| Task requirements |
Below are some records; repeat them all exactly, minus the pictures.

| Data for processing |
————

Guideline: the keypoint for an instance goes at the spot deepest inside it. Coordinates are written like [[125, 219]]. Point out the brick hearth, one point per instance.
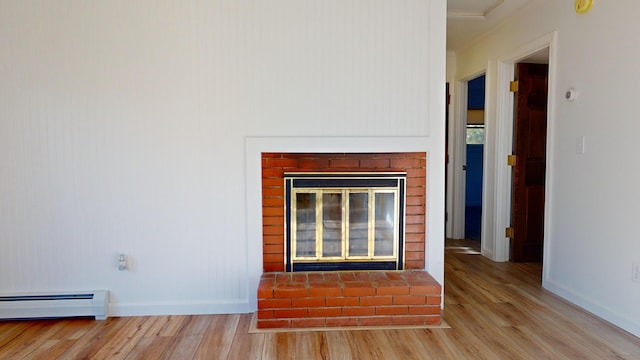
[[348, 298]]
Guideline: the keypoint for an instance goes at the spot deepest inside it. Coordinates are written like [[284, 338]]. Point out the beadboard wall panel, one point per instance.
[[123, 126]]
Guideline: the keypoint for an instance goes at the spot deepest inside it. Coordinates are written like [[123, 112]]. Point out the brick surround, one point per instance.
[[275, 164], [345, 298]]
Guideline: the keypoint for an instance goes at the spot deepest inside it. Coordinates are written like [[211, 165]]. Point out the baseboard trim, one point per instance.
[[186, 308], [592, 306]]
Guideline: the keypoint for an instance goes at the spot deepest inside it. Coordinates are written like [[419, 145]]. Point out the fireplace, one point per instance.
[[276, 165], [344, 241], [344, 221]]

————

| Response area |
Guideline: the keypoint for an instance goes at the spot deepest inside it. Coordinates are written like [[125, 219]]. Point out the brick hearth, one point per instance.
[[348, 298]]
Guideline: the keypoint for an instance goes at the spot deepest inside it. Coordinates are written like [[284, 338]]. Point out the beadboard wall panel, one point per instance.
[[123, 126]]
Guideline: the keypoint for an instance goes at the spot deepest inside it. Coordinates are written like [[123, 112]]. Point out the brick surround, one point per instance.
[[275, 164], [345, 298]]
Guideline: the keypoint for an instance goes at the spot deepest inside it. Coordinates are written like [[211, 165]]. Point out the baseboard trim, one point per instance.
[[186, 308], [592, 306]]
Guideline: the keypoint for an instance goes at the spot deepest inside it. Coordinates are written like [[419, 145]]. Point out the fireplace, one point per instance.
[[276, 165], [344, 241], [344, 221]]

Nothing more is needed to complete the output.